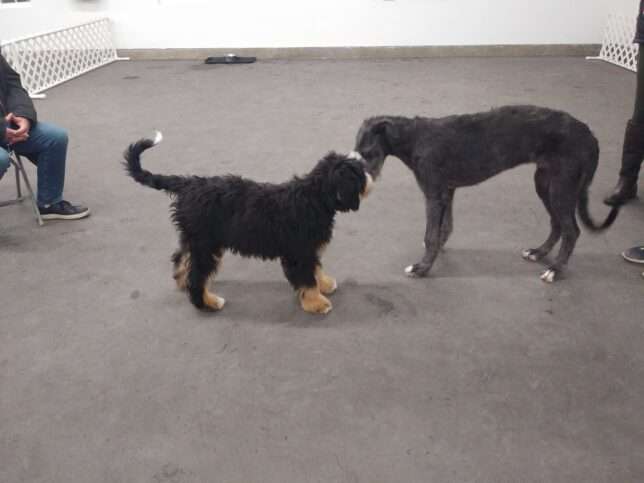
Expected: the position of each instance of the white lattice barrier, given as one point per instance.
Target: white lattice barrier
(618, 47)
(48, 59)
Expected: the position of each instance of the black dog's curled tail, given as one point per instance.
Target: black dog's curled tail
(133, 167)
(587, 220)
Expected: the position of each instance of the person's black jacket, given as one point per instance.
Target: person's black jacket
(13, 97)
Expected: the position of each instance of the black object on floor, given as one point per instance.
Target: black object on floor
(230, 59)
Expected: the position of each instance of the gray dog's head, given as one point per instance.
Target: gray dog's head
(374, 142)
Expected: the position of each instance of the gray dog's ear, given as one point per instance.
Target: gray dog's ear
(387, 128)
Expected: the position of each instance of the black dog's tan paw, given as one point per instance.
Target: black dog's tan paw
(549, 275)
(532, 254)
(212, 301)
(416, 271)
(327, 284)
(314, 302)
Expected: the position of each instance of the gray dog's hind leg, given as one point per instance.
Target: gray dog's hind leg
(447, 224)
(563, 201)
(542, 184)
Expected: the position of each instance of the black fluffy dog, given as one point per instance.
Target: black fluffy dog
(455, 151)
(292, 221)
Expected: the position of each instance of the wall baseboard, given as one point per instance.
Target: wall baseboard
(357, 53)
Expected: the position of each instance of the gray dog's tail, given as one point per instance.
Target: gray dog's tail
(133, 167)
(582, 205)
(587, 220)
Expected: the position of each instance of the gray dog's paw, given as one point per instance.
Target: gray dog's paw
(549, 275)
(416, 271)
(531, 254)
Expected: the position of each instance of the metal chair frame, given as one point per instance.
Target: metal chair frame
(21, 173)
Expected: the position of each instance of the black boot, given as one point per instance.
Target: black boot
(625, 190)
(632, 155)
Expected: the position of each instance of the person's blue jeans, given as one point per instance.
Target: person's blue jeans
(47, 148)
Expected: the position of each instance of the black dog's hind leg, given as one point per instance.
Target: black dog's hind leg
(181, 262)
(436, 210)
(542, 184)
(202, 264)
(301, 273)
(563, 202)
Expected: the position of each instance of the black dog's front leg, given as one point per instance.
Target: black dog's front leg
(436, 210)
(301, 274)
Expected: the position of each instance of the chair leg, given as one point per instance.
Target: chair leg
(18, 189)
(32, 197)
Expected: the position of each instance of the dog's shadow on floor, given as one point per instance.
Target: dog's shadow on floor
(276, 303)
(477, 263)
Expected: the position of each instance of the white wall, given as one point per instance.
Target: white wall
(327, 23)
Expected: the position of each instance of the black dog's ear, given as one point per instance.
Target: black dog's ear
(348, 179)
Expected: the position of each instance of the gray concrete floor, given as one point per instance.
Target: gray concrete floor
(480, 373)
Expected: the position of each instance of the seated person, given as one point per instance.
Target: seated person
(42, 143)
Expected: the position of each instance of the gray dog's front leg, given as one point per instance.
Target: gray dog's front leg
(436, 209)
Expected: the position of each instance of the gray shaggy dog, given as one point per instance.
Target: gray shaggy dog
(456, 151)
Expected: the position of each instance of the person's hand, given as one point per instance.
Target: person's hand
(21, 133)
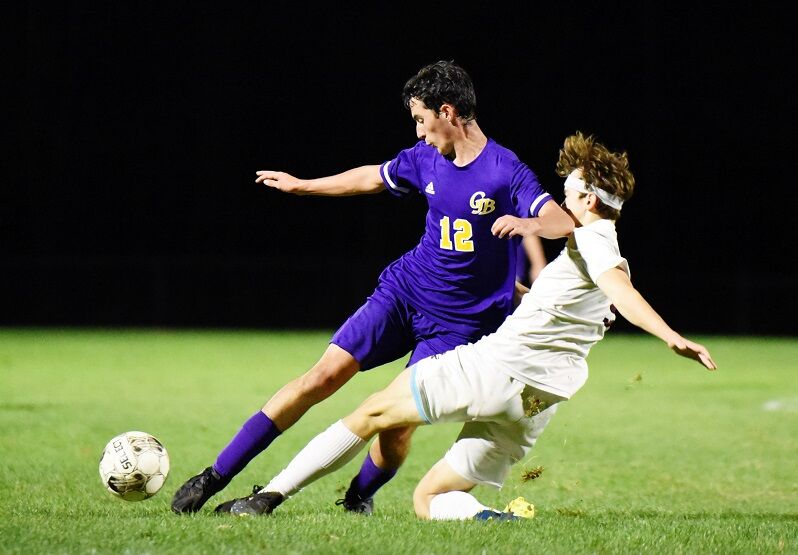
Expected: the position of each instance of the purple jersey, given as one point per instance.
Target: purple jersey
(460, 275)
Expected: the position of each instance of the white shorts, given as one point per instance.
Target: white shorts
(503, 416)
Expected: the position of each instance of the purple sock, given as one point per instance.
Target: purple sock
(370, 478)
(254, 436)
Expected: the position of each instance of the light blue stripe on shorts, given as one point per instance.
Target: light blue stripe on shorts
(417, 395)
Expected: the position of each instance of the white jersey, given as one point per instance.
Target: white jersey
(544, 343)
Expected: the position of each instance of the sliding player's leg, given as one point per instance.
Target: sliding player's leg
(390, 450)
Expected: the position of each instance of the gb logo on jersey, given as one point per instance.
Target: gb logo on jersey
(481, 204)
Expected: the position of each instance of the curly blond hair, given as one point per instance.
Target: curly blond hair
(600, 168)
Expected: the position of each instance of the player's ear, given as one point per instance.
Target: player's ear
(448, 112)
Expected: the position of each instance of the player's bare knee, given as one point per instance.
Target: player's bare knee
(395, 446)
(421, 501)
(323, 380)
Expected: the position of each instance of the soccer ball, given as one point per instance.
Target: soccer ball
(134, 466)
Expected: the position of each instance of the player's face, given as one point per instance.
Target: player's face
(577, 203)
(431, 127)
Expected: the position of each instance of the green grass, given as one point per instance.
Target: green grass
(654, 455)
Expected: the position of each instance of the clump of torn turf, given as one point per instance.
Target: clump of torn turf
(532, 474)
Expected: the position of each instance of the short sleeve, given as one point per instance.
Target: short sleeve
(401, 175)
(528, 194)
(599, 252)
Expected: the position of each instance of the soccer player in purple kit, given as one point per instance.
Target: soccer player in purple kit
(454, 287)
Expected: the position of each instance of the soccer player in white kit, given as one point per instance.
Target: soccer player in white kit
(507, 386)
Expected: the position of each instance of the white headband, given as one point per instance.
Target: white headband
(579, 184)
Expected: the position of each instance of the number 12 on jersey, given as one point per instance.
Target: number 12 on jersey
(462, 235)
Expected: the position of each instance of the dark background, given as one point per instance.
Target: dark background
(134, 132)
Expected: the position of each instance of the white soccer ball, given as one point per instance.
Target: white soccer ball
(134, 466)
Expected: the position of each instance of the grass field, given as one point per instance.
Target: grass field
(654, 455)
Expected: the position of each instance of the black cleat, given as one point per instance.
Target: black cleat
(353, 503)
(197, 490)
(259, 503)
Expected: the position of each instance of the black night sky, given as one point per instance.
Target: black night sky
(134, 133)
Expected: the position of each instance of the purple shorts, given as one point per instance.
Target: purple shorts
(387, 328)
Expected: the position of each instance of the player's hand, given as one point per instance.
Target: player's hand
(689, 349)
(510, 226)
(279, 180)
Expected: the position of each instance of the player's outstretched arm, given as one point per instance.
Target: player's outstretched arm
(357, 181)
(552, 222)
(615, 283)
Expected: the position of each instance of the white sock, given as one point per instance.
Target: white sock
(325, 453)
(455, 505)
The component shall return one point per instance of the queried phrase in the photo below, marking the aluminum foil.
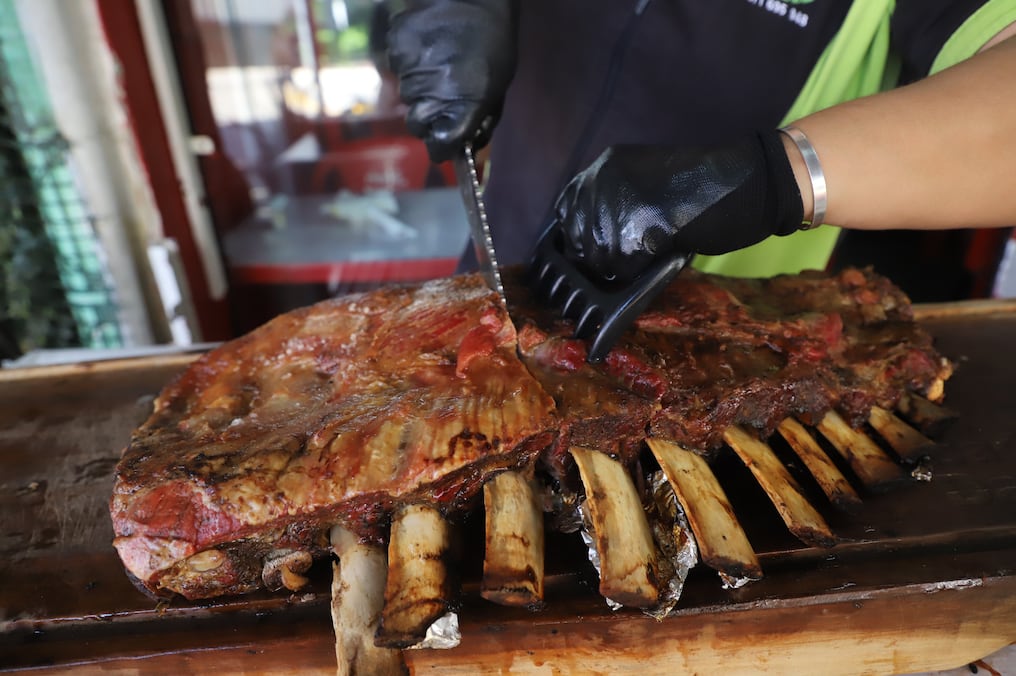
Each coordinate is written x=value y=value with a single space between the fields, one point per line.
x=923 y=471
x=443 y=634
x=674 y=539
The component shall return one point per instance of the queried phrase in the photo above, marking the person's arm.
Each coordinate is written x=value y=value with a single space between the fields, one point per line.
x=937 y=154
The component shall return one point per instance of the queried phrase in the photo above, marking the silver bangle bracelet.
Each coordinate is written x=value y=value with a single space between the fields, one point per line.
x=820 y=198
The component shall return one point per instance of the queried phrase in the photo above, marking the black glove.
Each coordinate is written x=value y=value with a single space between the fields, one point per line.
x=636 y=203
x=454 y=60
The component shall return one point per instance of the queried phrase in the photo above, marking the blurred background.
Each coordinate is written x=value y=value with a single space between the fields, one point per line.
x=177 y=172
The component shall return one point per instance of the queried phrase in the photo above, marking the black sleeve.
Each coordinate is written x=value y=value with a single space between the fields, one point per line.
x=919 y=27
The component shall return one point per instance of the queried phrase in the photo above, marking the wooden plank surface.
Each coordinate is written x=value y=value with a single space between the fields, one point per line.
x=925 y=578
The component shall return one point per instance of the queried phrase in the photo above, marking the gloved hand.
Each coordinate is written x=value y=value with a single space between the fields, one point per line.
x=636 y=203
x=454 y=60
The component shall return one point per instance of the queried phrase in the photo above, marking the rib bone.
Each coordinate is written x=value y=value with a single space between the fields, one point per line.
x=357 y=599
x=418 y=588
x=932 y=418
x=799 y=514
x=829 y=478
x=906 y=441
x=875 y=469
x=513 y=564
x=628 y=569
x=721 y=542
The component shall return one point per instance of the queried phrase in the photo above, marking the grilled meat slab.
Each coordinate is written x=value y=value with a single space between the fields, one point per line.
x=332 y=414
x=341 y=412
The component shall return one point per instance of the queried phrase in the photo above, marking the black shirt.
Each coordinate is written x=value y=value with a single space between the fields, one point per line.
x=591 y=74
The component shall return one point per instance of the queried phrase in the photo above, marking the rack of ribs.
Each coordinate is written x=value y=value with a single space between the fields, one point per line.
x=366 y=425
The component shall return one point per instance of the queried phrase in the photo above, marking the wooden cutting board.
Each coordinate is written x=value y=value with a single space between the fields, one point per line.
x=926 y=577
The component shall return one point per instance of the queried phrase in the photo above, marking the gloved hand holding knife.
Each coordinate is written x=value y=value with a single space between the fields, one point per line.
x=454 y=60
x=636 y=214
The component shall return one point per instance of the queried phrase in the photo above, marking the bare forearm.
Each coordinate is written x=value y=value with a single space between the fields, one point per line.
x=937 y=154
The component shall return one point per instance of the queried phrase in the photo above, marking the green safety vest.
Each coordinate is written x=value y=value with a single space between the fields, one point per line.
x=855 y=63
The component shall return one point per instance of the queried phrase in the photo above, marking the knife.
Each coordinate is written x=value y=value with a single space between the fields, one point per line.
x=472 y=197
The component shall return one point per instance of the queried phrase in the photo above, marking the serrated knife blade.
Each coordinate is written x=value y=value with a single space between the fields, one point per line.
x=472 y=197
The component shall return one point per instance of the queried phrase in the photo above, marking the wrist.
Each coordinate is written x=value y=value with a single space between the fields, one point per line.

● ● ●

→ **Problem to work on**
Treat the line with "the aluminum foil." as the start and the line with "the blurred background." as the end, and return exactly that span of the data above, both ends included, without pictures.

→ **Exercise result**
The component shall return one point per instance of the queried phrase in the photo below, marking the aluminum foil.
Each coordinate is written x=value y=value with a single space between the fields, one point per line.
x=923 y=471
x=443 y=634
x=674 y=539
The component shall return one point per instance of the queried phrase in the photo above, marking the person's arm.
Each coordinate is written x=value y=value with a single space between the fields, one point per line.
x=937 y=154
The component shall return one point per instance of the queried phrase in the photo above, marking the silver bangle bracelet.
Each coordinate is written x=value y=value with a single space between the fields, one point per line.
x=820 y=198
The component shall return one point per instance of the queried phrase in the photo above, marking the black glove.
Each coordinate is written x=value y=value with a single space between the fields, one point per line.
x=636 y=203
x=454 y=60
The component shall return one point per instance of the queried phrase in the photo above, marking the blurred background.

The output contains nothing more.